Gesammelte Datensätze:
◆ ◆ ◆ ◆

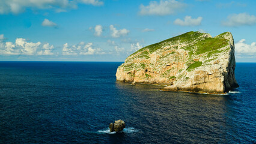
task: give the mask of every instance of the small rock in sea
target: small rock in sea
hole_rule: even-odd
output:
[[[110,123],[109,124],[109,130],[110,130],[110,132],[113,132],[115,131],[115,130],[114,129],[114,124],[113,123]]]
[[[121,119],[118,121],[115,121],[115,123],[110,123],[109,124],[109,129],[110,132],[120,132],[124,130],[126,127],[126,124]]]

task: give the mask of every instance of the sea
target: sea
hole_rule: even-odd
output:
[[[117,82],[121,63],[0,62],[0,143],[256,143],[256,63],[226,95]]]

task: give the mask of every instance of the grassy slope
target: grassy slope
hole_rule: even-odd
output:
[[[188,52],[189,58],[186,64],[188,66],[187,70],[190,71],[196,67],[200,67],[203,64],[202,62],[194,61],[193,58],[198,56],[198,55],[204,54],[204,55],[210,57],[214,54],[222,52],[222,51],[219,49],[228,44],[228,40],[223,37],[225,34],[226,32],[222,33],[214,38],[203,38],[201,36],[204,35],[205,34],[204,33],[193,31],[188,32],[143,47],[130,55],[126,61],[129,62],[130,63],[132,62],[133,59],[149,59],[150,58],[149,56],[150,53],[161,50],[166,46],[172,46],[171,49],[177,49],[178,47],[173,46],[183,43],[186,44],[186,46],[183,46],[180,49],[184,49]],[[207,54],[204,55],[206,53],[207,53]],[[166,59],[165,58],[168,58],[169,55],[172,54],[175,54],[175,52],[172,52],[164,56],[163,55],[160,59]],[[178,61],[181,60],[180,58],[179,59],[178,55],[177,55],[177,59],[175,59],[176,61]],[[128,65],[124,65],[124,67],[126,71],[132,70],[135,68],[141,69],[145,68],[144,64],[141,64],[139,65],[135,65],[131,63]]]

◆ ◆ ◆ ◆

Was zu tun ist
Führe alle Zeilen der Datensätze oben als nummerierte Liste auf, lass dabei die Leerzeilen und die Bilder weg.

Lösung der Aufgabe
1. task: give the mask of every instance of the small rock in sea
2. target: small rock in sea
3. hole_rule: even-odd
4. output:
5. [[[110,123],[109,124],[109,130],[110,130],[110,132],[113,132],[115,131],[115,130],[114,129],[114,124],[113,123]]]
6. [[[121,119],[118,121],[115,121],[115,123],[110,123],[109,124],[109,129],[110,132],[120,132],[124,130],[126,127],[126,124]]]
7. task: give the mask of every instance of the sea
8. target: sea
9. hole_rule: even-odd
10. output:
11. [[[117,82],[121,63],[0,62],[0,143],[256,143],[256,63],[226,95]]]
12. task: give the mask of every instance of the grassy slope
13. target: grassy slope
14. hole_rule: even-odd
15. output:
16. [[[188,52],[189,58],[186,64],[188,66],[187,70],[190,71],[196,67],[200,67],[203,64],[202,62],[194,61],[193,58],[198,56],[198,55],[204,54],[204,55],[210,57],[214,54],[222,52],[222,51],[219,49],[228,44],[228,40],[223,37],[225,34],[226,32],[222,33],[214,38],[203,38],[201,36],[204,35],[205,34],[204,33],[193,31],[188,32],[143,47],[130,55],[126,61],[129,62],[130,63],[132,62],[133,59],[149,59],[150,58],[149,56],[150,53],[161,50],[166,46],[172,46],[171,49],[177,49],[178,47],[173,46],[183,43],[186,44],[186,46],[183,46],[180,49],[184,49]],[[207,54],[204,55],[206,53],[207,53]],[[166,59],[165,58],[168,58],[169,55],[172,54],[175,54],[175,52],[172,52],[164,56],[163,55],[160,59]],[[178,61],[181,60],[180,58],[179,59],[178,55],[177,55],[177,59],[175,59],[176,61]],[[128,65],[124,65],[124,67],[126,71],[132,70],[135,68],[141,69],[145,68],[144,64],[141,64],[139,65],[135,65],[131,63]]]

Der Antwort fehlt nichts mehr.